Your task is to reproduce, exactly and only, the lines running from the line containing "towel, one point per instance." to the end of the data below, both included.
#####
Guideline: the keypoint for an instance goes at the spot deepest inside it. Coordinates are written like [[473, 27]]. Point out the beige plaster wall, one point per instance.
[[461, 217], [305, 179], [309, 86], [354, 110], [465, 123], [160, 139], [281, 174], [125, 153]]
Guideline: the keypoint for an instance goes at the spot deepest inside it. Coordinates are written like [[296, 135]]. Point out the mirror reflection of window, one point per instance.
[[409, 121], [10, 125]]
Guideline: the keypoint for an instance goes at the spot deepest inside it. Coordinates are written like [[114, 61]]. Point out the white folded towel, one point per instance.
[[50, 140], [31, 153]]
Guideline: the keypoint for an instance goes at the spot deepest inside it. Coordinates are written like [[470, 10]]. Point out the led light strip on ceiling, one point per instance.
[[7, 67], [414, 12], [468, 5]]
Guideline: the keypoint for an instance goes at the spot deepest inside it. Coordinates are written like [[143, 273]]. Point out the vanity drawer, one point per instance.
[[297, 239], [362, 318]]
#####
▶ [Answer space]
Guideline: the keypoint for an instance goes at the spot deepest inside it. Coordinates are written like [[114, 61]]. Point out the white folded towel, one point per instance.
[[50, 140], [31, 153]]
Guideline: the keypoint for an instance goes at the spot deepest inside it. Coordinates are written like [[470, 10]]. Point out the led light strip on ceiling, one point per instance.
[[7, 67], [414, 12], [468, 5]]
Guideline: the keypoint for an instance goes at the spot deepest inside it. Coordinates are written like [[143, 273]]. Point out the vanity drawer, one point per instance.
[[297, 239], [362, 318]]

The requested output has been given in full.